GIVEN INSTRUCTION 1:
Could you transcribe the entire article on the Girerd family murders?

╭─ SOURCE PASSAGE

- Location: Charvieu-Chavagneux, Isère, France
- Date: 20 May 1965
- Weapons: Knife Hunting rifle
- Deaths: 11 (including the perpetrator)
- Perpetrator: Roger Girerd

= Girerd family murders =

1965 mass murder in Isère, France

On 20 May 1965, 34-year-old Roger Girerd killed ten members of his family at their farm in Charvieu-Chavagneux, Isère, France, before committing suicide by gunshot.

At the time of the crime, the Girerd family murders were reported to be one of the deadliest mass murders by a single person in French history at that time.

==Murders==
The murders took place during the night of 19 to 20 May, inside the residential area and outer grounds of the Girerd family farm. In the kitchen on the ground floor, Roger Girerd killed his wife Jeanette, five of their six children, aged seven months to ten years, and his one-year-old niece. The bodies of his wife and the older children were covered with a sheet, while the murdered infant was left in his pram. The sixth Girerd child, four-year-old Yves, was killed in his bed on the first floor. All had died from stabbing or strangulation.

Outside, near a shed, Girerd shot his mother and his brother, while they were laying out milk crates for sale. Both had been shot in the back. A witness had heard two gunshots at approximately 8:30 a.m. coming from near the farm. At 10 a.m., two final gunshots were heard, when Girerd killed his dog and himself.

╰─

GIVEN INSTRUCTION 2:
Could you rewrite the stretch of the position identification records from the line that contains "Task: tag the stainless" through the line that contains "[1300, 653]", substituting "metal tray" for "stainless steel tray" and leaving everything else unchanged?

╭─ RECORDS TO PROCESS

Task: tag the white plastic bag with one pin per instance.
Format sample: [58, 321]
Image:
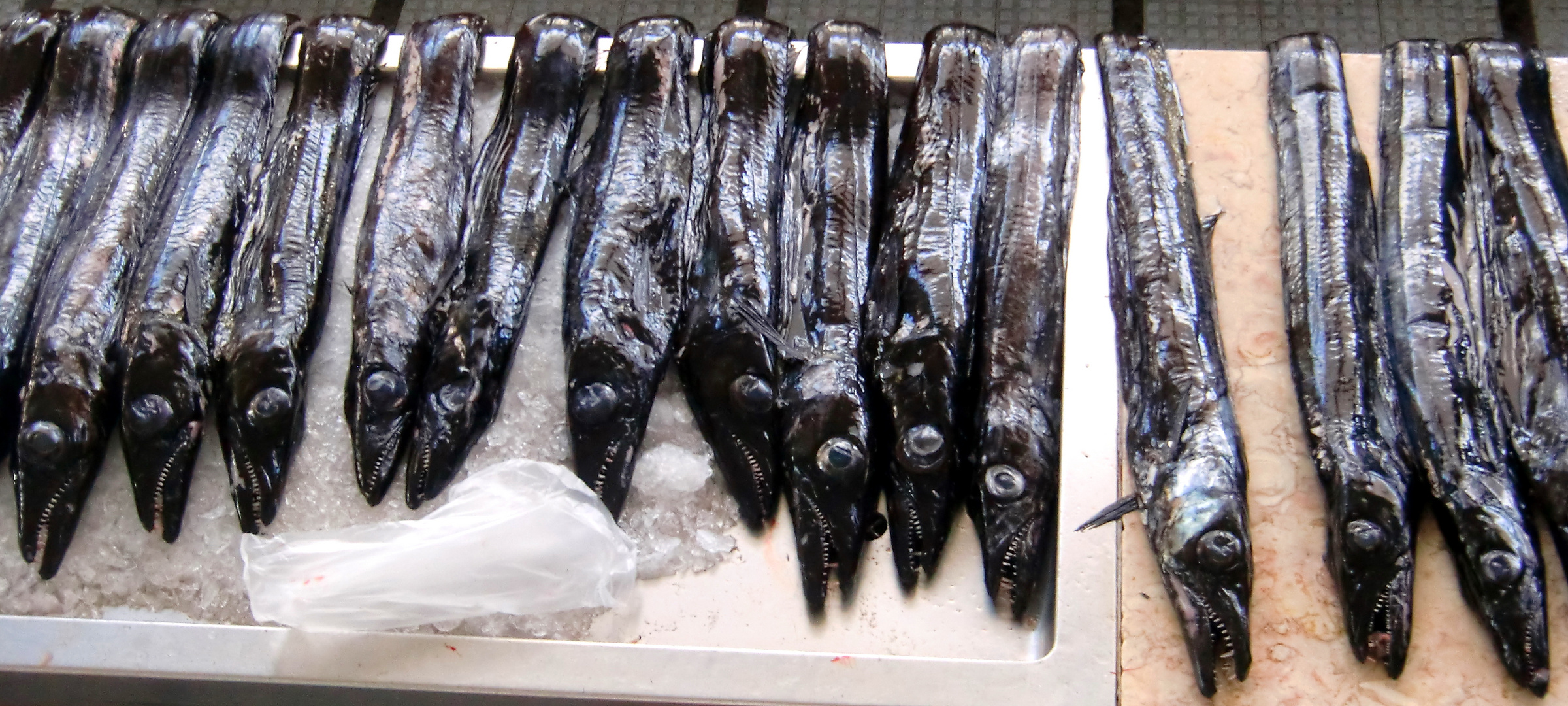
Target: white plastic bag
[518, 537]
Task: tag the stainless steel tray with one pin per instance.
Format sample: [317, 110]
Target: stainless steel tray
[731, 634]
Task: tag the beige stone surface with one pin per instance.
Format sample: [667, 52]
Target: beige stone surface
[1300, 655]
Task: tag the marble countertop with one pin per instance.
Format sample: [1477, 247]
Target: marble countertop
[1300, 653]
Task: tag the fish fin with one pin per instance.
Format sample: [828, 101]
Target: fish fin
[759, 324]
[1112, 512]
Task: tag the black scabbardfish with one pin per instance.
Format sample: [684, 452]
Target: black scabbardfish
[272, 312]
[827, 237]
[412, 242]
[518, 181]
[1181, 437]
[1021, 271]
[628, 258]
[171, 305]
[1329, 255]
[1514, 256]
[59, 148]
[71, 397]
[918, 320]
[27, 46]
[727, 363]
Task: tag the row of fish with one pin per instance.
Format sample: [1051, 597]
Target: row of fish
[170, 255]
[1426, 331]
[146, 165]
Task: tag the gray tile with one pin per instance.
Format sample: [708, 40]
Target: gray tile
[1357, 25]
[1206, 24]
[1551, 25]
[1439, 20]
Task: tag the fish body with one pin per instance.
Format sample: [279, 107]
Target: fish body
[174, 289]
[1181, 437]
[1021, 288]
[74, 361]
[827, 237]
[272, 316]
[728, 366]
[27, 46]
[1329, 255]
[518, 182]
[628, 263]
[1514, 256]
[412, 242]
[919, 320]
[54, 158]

╰─
╭─ RECORDS TO PROCESS

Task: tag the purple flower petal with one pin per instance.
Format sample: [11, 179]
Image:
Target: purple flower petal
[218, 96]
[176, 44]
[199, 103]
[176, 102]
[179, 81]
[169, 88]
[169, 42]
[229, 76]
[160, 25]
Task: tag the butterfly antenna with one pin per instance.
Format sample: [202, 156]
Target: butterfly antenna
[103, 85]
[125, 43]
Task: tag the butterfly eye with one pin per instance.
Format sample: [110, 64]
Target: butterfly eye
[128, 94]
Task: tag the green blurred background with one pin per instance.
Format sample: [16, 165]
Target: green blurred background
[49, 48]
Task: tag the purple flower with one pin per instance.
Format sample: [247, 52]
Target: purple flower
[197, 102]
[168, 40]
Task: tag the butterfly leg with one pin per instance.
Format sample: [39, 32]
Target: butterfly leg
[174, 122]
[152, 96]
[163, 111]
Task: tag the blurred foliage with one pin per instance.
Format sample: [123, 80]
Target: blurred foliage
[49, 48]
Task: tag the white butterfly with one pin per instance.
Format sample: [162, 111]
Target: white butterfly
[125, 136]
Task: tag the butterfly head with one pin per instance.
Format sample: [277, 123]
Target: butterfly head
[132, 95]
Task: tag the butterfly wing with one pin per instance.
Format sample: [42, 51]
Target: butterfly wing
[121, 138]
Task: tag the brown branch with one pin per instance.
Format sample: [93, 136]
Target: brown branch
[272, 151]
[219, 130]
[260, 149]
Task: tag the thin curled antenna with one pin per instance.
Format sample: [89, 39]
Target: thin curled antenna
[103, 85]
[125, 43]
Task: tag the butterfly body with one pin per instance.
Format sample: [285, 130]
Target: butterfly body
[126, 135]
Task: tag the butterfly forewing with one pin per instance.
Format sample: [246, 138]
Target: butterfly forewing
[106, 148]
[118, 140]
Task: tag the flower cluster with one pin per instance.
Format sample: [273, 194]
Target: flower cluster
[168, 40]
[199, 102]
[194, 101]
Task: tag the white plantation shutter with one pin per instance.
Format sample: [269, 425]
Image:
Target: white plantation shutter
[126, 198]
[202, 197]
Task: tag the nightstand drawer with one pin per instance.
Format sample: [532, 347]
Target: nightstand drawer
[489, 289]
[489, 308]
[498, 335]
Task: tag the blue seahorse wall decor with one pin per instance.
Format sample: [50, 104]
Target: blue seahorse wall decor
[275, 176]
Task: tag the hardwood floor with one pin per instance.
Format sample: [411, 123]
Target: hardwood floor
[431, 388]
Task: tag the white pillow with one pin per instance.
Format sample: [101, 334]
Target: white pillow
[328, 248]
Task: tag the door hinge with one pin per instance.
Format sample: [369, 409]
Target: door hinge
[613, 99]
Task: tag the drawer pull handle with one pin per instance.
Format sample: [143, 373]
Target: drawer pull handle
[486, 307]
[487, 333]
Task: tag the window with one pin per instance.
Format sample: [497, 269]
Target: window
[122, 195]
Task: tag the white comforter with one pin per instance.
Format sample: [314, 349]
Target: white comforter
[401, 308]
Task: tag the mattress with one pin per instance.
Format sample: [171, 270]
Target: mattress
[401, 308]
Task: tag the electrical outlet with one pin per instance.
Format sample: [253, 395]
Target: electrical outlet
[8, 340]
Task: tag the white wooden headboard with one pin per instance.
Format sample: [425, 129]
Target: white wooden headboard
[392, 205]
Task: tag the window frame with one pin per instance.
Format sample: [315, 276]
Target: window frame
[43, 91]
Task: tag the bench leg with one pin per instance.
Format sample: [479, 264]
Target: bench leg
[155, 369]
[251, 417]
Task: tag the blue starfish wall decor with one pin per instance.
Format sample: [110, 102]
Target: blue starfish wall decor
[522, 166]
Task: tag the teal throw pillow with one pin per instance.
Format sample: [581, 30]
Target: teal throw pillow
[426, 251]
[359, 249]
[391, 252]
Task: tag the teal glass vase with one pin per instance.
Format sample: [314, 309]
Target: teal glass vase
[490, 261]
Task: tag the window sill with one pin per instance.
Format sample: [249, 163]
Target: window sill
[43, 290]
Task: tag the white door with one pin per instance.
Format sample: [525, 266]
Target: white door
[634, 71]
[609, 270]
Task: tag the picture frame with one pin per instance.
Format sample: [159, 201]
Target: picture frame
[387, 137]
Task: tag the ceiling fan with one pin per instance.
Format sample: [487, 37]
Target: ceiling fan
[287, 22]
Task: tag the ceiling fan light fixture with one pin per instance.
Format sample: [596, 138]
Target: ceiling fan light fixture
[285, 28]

╰─

FINISHED ANSWER 1:
- Location: Charvieu-Chavagneux, Isère, France
- Date: 20 May 1965
- Weapons: Knife Hunting rifle
- Deaths: 11 (including the perpetrator)
- Perpetrator: Roger Girerd

= Girerd family murders =

1965 mass murder in Isère, France

On 20 May 1965, 34-year-old Roger Girerd killed ten members of his family at their farm in Charvieu-Chavagneux, Isère, France, before committing suicide by gunshot.

At the time of the crime, the Girerd family murders were reported to be one of the deadliest mass murders by a single person in French history at that time.

==Murders==
The murders took place during the night of 19 to 20 May, inside the residential area and outer grounds of the Girerd family farm. In the kitchen on the ground floor, Roger Girerd killed his wife Jeanette, five of their six children, aged seven months to ten years, and his one-year-old niece. The bodies of his wife and the older children were covered with a sheet, while the murdered infant was left in his pram. The sixth Girerd child, four-year-old Yves, was killed in his bed on the first floor. All had died from stabbing or strangulation.

Outside, near a shed, Girerd shot his mother and his brother, while they were laying out milk crates for sale. Both had been shot in the back. A witness had heard two gunshots at approximately 8:30 a.m. coming from near the farm. At 10 a.m., two final gunshots were heard, when Girerd killed his dog and himself.

FINISHED ANSWER 2:
Task: tag the metal tray with one pin per instance.
Format sample: [317, 110]
Target: metal tray
[731, 634]
Task: tag the beige stone surface with one pin per instance.
Format sample: [667, 52]
Target: beige stone surface
[1300, 655]
Task: tag the marble countertop with one pin per instance.
Format sample: [1477, 247]
Target: marble countertop
[1300, 653]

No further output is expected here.